PASSAGE PROVIDED -
23. Memorandum From the Assistant Secretary of State for Public Affairs (Tubby) to the Presidentʼs Press Secretary (Salinger)0


  • Luncheon Discussion with TASS Correspondent1

The requirement that Soviet correspondents be finger printed if they remain more than one year in this country applies to all nonimmigrant aliens.2 It is also true that the Soviet Union does not require such finger printing of our correspondents but it does place many other impediments in their way.

The objections of Soviet correspondents to comply with this requirement was first brought to the attention of the Department of State in October 1960. In November the Department informed the Minister Consular of the Soviet Embassy (Mr. Smirnovsky) that the question would be reviewed.

For the moment the Immigration & Naturalization Service has agreed to the Soviet correspondents remaining in the United States without complying with the finger printing requirement.

SOURCE MATERIAL -
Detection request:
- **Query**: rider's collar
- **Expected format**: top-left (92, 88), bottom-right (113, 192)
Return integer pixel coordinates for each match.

TASKS FOR THIS EXERCISE -
a) Answer these from the memorandum:
(i) When were the objections of Soviet correspondents first brought to the attention of the Department of State?
(ii) Whom did the Department inform in November that the question would be reviewed?
(iii) Which agency agreed to let Soviet correspondents remain without complying with the requirement?
b) List every organization named in the memorandum.
c) According to the memorandum, why are Soviet correspondents subject to fingerprinting if they stay more than one year?
The listing has no connection with the memorandum.

TASK-BY-TASK SOLUTIONS -
a)
(i) October 1960
(ii) Mr. Smirnovsky, the Minister Consular of the Soviet Embassy
(iii) The Immigration & Naturalization Service

b) TASS, the Department of State, the Soviet Embassy, the Immigration & Naturalization Service

c) The requirement isn't aimed at Soviet correspondents in particular. It applies to all nonimmigrant aliens who remain in the country more than one year.